Saved entries:

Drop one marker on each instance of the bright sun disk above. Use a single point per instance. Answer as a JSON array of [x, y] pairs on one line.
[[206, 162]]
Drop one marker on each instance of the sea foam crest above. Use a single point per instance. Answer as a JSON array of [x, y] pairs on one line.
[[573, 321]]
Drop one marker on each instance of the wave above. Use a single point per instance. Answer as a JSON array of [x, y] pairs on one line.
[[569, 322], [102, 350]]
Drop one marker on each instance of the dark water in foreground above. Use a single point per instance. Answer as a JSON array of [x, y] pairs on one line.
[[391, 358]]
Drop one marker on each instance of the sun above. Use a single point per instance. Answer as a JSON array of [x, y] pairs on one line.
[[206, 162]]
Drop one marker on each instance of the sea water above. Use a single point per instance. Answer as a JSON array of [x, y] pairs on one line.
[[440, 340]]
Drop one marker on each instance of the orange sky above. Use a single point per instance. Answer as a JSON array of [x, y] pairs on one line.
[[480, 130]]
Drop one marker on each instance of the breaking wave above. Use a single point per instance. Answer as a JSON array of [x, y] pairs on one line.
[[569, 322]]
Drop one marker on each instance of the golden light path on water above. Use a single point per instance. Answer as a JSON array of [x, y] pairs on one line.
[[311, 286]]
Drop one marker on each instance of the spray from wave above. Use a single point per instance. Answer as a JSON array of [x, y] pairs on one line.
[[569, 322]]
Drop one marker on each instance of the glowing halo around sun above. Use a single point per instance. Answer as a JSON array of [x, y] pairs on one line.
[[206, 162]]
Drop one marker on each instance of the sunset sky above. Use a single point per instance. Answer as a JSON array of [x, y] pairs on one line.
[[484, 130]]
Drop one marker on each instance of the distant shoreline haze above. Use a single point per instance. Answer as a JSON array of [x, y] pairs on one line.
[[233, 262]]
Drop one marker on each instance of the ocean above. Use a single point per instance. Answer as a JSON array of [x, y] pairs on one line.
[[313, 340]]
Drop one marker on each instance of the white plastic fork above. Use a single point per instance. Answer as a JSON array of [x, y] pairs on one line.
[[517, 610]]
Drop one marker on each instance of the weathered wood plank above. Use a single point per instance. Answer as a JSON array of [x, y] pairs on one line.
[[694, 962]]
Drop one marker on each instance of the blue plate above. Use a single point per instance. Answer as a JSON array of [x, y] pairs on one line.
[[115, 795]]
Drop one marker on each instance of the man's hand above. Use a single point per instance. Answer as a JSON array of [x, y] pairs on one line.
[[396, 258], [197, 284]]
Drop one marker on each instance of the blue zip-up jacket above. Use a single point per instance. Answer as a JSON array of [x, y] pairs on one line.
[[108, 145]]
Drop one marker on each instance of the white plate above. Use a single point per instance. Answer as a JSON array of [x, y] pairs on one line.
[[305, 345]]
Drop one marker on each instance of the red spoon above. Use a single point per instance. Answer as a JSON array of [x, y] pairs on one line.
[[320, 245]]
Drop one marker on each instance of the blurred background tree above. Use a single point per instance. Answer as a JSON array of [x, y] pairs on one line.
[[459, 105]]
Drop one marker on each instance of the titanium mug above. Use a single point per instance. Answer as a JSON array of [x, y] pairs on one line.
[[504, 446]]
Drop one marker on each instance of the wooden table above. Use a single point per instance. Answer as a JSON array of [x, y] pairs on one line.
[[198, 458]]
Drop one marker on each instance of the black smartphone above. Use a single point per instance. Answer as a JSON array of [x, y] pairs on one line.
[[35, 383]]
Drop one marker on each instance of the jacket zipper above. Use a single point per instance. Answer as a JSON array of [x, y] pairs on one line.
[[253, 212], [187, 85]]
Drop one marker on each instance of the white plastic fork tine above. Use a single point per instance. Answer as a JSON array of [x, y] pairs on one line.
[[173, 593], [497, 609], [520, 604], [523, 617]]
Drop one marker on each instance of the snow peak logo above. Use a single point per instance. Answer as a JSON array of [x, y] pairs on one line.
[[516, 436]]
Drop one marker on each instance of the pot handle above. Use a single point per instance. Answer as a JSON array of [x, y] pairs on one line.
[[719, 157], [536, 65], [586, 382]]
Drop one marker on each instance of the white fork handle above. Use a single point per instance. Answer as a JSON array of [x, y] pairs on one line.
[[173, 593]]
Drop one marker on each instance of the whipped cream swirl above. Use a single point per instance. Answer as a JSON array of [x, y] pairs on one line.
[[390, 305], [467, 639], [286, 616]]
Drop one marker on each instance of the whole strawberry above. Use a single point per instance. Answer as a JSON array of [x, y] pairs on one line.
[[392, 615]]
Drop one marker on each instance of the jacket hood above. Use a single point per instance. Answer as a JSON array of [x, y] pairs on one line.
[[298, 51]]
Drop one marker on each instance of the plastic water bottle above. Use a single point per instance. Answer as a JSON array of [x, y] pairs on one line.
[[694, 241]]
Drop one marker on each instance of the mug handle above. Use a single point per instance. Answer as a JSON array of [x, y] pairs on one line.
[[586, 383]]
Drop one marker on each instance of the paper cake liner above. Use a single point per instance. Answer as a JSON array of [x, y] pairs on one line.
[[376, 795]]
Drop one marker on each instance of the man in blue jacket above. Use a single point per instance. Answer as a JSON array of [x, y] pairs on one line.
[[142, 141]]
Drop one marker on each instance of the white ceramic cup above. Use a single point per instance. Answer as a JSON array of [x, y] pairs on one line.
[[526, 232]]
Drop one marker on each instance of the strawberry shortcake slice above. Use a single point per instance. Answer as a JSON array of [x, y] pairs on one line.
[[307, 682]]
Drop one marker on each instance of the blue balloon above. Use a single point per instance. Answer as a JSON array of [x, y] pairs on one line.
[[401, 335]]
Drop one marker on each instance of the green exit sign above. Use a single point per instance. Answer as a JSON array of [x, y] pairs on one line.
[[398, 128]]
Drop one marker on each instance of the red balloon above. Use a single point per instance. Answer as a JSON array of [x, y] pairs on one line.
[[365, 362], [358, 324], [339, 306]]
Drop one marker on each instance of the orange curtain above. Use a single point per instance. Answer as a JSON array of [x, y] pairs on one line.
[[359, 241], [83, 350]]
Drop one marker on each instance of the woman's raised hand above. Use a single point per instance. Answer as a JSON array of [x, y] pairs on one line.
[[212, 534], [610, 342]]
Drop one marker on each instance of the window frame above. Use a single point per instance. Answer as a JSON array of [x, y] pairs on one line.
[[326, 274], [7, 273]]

| Exercise directions |
Add 135 to every coordinate in the answers of the records, beginning with the line containing "Drop one marker on each instance of the plastic" and continuing through the end of the records. Reproduce each of those lines in full, with the requests unchanged and the answers carrying the adjusted coordinates.

| Result of this task |
Drop one marker on each instance of the plastic water bottle above. Use a single point per instance. Answer as a JSON array of [x, y] pairs on one line.
[[829, 376]]
Drop one marker on each instance of the mug handle above. Use a single point per instance. Answer as a JSON array of [x, y] pairs on one line.
[[721, 518]]
Drop one marker on each instance of the paper cake liner above. Use a single point per instance. Answer as a JSON array of [x, y] pairs on one line.
[[511, 930]]
Drop one marker on each instance of the man in blue jacket above. Use a single point per instance. Answer as a JSON array of [x, y] pairs on one line.
[[277, 276]]
Drop one marker on each instance of the white ceramic cup above. Use a single point per instance. Answer as a JSON array of [x, y] pairs on one line.
[[661, 367]]
Drop one marker on each instance of the strawberry shortcake slice above. Use a single point per instance. Answer as a JSON array of [x, y] pairs on one line.
[[442, 817]]
Drop one marker on each instance of the blue balloon above. Use a single point per instance. Answer as a JSON array of [x, y] pairs on one line.
[[536, 470]]
Drop one marker on each instance of the green exit sign above. Use a single point per instance. Answer as a JSON array of [x, y] pairs on one line.
[[533, 263]]
Drop one marker on each instance of the red balloon above. Use a single point per instance. Answer as a JSON array of [x, y] pairs on one line.
[[500, 497], [493, 459], [474, 441]]
Drop one marker on each instance of the orange curtain above. Use a single point per instance. Answer as a JSON array of [x, y] pairs on one line.
[[494, 376], [218, 485]]
Drop one marker on each instance of the woman's raised hand above. Use a single point per instance. Answer as a JSON array of [x, y] pairs on one line.
[[347, 669], [745, 477]]
Drop one marker on each instance of the window frame above. Use a single point per instance. Answer as a JSON array of [x, y] pairs on one line.
[[461, 409], [142, 408]]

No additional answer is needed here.